Consigna planteada 1 — Selecciona cada línea de las entradas que contenga la palabra "grass", teniendo en cuenta que las mayúsculas y minúsculas cuentan.

Documento fuente —
★ ★ ★
“Para nosotros, los del teatro, es importante regresar a Shakespeare por un momento. Después, volver a hacer nuestras propias cosas dándonos cuenta de que nada de lo que podamos hacer podrá llegar a ser tan bueno. Este sentido de la perspectiva no es desalentador, es una inspiración”.



Peter Brook




sábado, 10 de septiembre de 2011

Eso de lo que no se hablaba


ESTRENO TEATRO. El dramaturgo y director Daniel Dalmaroni analiza el “El secuestro de Isabelita”, obra de su autoría que es un éxito en la cartelera porteña desde hace dos años, y de la que esta noche, a partir de las 21, en la sala La Nave, de San Lorenzo al 1300, se conocerá una versión rosarina

Por Miguel Passarini (Publicado en El Ciudadano & la gente, en su edición en papel del sábado 10 de septiembre de 2011)

Las obras teatrales del dramaturgo y director teatral Daniel Dalmaroni (La Plata, 1961) tienen como marca indeleble la incorrección política que deviene de un humor negro en el que se fusionan tragedias clásicas con otras más cotidianas o cercanas, y donde la sangre no suele estar ausente. De hecho, títulos como Maté a un tipo, Una tragedia argentina o Splatter rojo sangre, dan cuenta de eso.

Luego de seis meses de trabajo y de dos años en cartel en Buenos Aires, Dalmaroni estrenará esta noche, a las 21, en la sala La Nave (San Lorenzo 1383), una versión local de El secuestro de Isabelita, una pieza que discurre en los vaivenes políticos de los años 70, donde no se priva de su mordacidad para explorar un tema tabú hasta ahora, al menos en el teatro: el papel de las organizaciones armadas en los momentos previos al golpe militar del 76.

En una charla con El Ciudadano, Dalmaroni habló de la puesta local de esta obra que, entre otras particularidades, integrará con su versión porteña la grilla del inminente Festival Internacional de Buenos Aires (Fiba).

—¿Qué te llevó a estrenar una versión local de “El secuestro…”?

—Por un lado, uno de los factores, fue el buen funcionamiento de la obra en Buenos Aires: lleva dos años en cartel en el Teatro del Pueblo, donde por suerte se presenta siempre a sala llena.

—¿Por qué elegiste dirigir también la versión rosarina?

—Es un espectáculo políticamente muy incorrecto, que tenía sus riesgos, pero que está funcionando fantásticamente. Después de que Walter Operto (dramaturgo, director y coordinador de la sala La Nave) la vio en Buenos Aires, surgió la idea de versionarla en Rosario y no de llevar la versión porteña, lo cual me resultó sumamente interesante. Vimos cómo armar la ecuación, porque además de su propuesta de que la dirija yo, es una obra que, independientemente de que no soy un dramaturgo que impongo exigencias sobre mis textos, de hecho la mayoría los han hecho otros directores, es muy particular para mí.

—¿Por qué?
★ ★ ★
Material extraído —
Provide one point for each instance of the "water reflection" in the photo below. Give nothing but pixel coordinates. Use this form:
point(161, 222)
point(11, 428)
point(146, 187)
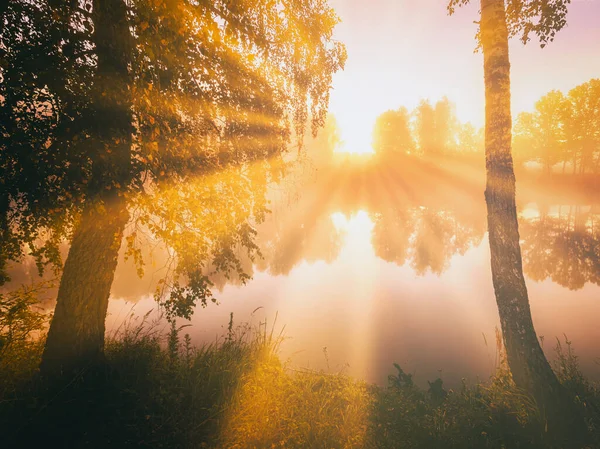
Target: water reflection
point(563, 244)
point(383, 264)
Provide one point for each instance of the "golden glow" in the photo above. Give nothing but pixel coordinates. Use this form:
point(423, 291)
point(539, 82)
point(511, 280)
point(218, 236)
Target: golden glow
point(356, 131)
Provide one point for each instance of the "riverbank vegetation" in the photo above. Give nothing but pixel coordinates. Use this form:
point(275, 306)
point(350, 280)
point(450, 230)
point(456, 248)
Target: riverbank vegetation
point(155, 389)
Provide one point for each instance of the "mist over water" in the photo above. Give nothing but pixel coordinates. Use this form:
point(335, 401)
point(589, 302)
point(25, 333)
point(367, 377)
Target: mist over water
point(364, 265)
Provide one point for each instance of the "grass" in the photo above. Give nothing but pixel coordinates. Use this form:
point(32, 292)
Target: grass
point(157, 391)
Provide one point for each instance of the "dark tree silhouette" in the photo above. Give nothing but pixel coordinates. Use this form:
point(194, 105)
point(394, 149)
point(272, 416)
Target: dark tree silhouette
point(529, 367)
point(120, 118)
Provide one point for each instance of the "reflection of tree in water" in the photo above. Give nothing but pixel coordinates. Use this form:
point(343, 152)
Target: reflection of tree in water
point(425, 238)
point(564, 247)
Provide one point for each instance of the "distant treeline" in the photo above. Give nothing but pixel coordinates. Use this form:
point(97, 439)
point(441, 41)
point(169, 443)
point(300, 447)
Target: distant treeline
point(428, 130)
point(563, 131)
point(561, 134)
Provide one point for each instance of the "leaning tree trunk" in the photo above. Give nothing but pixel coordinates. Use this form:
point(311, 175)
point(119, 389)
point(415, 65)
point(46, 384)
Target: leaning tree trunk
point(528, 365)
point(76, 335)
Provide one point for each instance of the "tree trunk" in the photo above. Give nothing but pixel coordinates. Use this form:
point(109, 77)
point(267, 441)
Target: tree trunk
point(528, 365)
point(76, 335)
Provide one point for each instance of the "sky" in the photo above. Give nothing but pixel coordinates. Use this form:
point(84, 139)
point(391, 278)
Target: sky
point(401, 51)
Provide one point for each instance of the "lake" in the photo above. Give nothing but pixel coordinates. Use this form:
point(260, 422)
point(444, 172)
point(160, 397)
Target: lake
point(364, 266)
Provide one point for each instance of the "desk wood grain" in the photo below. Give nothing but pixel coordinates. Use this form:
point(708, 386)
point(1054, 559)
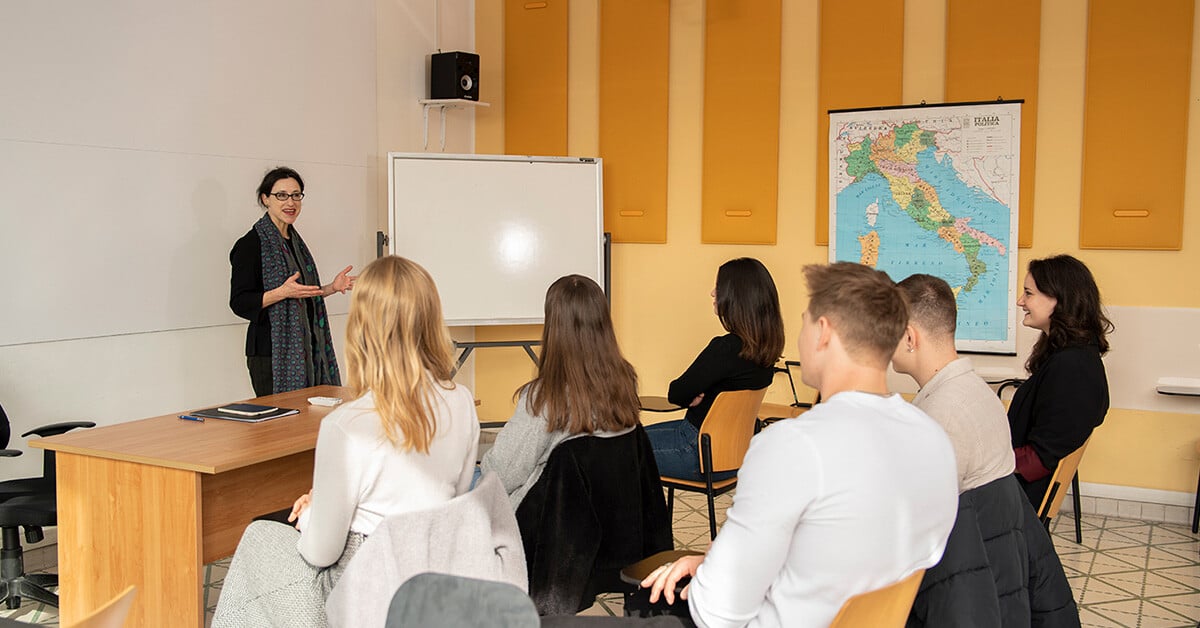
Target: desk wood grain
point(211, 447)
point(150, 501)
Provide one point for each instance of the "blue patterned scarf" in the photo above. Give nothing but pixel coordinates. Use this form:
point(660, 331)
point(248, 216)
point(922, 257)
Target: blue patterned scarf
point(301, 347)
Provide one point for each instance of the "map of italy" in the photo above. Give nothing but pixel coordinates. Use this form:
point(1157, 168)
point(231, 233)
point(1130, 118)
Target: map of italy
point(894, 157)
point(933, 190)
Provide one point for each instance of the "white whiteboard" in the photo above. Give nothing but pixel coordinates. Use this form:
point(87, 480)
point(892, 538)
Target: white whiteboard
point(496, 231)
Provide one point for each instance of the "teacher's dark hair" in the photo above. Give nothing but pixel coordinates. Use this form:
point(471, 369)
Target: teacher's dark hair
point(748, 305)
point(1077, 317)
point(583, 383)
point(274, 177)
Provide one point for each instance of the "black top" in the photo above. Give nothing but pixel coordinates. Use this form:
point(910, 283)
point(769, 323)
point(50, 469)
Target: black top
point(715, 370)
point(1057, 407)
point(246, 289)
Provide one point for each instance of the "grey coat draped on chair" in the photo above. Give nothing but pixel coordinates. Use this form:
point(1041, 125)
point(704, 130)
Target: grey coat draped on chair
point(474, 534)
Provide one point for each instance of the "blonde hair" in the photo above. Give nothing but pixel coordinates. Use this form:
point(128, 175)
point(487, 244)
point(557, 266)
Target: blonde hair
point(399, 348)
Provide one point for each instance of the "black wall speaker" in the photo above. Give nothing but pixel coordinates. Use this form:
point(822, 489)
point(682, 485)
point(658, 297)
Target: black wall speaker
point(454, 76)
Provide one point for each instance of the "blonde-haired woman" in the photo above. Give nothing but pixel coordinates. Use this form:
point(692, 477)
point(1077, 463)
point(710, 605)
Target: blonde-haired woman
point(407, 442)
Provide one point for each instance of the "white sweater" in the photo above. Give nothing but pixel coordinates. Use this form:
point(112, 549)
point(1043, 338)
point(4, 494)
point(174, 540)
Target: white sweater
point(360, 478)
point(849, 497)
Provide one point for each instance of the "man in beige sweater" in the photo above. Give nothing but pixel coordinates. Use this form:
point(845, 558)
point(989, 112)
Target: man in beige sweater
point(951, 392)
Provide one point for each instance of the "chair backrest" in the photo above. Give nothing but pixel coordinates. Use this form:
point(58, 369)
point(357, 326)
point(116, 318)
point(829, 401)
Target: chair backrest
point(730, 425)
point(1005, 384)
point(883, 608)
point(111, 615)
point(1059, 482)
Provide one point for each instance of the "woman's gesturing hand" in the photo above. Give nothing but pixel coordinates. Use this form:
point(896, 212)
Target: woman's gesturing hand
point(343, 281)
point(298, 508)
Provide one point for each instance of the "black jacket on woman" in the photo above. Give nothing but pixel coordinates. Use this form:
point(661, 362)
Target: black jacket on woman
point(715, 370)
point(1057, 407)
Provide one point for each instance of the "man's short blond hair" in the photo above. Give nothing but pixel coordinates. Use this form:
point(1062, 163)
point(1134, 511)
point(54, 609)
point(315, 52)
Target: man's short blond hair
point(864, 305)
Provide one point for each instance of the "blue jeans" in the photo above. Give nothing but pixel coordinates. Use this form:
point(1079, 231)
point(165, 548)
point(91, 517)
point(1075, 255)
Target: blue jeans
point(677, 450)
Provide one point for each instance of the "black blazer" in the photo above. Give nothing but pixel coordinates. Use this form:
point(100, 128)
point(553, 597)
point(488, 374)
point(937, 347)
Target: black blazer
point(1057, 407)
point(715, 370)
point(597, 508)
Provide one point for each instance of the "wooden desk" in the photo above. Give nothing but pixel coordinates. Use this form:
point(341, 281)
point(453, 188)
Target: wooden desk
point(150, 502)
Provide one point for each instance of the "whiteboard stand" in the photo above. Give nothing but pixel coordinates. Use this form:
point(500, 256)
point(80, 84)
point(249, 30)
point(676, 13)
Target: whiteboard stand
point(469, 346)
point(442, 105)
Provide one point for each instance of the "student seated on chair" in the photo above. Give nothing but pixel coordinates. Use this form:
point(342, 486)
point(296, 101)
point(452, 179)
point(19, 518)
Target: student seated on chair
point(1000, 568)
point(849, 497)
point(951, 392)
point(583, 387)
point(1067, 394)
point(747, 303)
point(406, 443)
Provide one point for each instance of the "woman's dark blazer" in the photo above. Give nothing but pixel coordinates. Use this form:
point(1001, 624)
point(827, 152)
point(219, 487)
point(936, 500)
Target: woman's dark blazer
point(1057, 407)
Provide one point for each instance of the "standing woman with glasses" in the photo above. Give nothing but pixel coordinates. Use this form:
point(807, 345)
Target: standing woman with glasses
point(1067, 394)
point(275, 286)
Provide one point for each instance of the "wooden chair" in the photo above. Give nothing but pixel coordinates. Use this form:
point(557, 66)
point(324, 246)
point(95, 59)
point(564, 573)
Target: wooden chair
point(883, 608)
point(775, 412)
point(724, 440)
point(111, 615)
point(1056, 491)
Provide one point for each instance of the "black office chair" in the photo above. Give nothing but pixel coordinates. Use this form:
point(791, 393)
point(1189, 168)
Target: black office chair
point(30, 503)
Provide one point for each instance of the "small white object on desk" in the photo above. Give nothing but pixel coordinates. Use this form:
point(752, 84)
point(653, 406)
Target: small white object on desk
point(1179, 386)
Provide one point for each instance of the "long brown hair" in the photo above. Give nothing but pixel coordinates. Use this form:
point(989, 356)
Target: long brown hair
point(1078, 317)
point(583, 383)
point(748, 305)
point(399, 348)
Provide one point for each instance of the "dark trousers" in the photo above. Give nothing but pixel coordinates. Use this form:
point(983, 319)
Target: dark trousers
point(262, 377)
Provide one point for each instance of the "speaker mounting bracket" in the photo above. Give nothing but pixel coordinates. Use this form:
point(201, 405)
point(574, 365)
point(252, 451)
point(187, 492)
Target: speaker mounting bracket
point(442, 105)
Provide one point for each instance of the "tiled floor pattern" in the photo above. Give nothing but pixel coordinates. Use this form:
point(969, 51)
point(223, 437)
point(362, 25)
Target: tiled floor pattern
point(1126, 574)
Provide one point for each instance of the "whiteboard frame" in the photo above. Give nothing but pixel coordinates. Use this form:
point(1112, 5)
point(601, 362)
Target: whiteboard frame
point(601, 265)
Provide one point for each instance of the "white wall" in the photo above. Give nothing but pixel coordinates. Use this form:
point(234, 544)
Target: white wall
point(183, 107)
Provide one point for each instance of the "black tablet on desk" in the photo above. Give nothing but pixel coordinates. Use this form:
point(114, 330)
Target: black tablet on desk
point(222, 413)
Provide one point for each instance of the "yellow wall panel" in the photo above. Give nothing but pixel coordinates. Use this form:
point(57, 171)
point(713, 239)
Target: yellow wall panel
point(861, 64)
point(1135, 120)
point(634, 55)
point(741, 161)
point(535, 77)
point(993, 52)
★ ★ ★
Consigna planteada 2 — Indica si cada afirmación concuerda con la nota sobre El secuestro de Isabelita: (a) la versión rosarina se estrena en la sala La Nave; (b) la obra lleva tres años en cartel en Buenos Aires; (c) Daniel Dalmaroni nació en Rosario. Responde sí o no y cita textualmente las palabras de la nota que lo deciden.

Resultado del ejercicio 1 —
Provide one point for each instance of the "grass" in the photo above. Give nothing but pixel coordinates. Use this form:
Target: grass

Resultado del ejercicio 2 —
(a) Sí: "Dalmaroni estrenará esta noche, a las 21, en la sala La Nave (San Lorenzo 1383), una versión local de El secuestro de Isabelita".
(b) No: "lleva dos años en cartel en el Teatro del Pueblo".
(c) No: "Daniel Dalmaroni (La Plata, 1961)".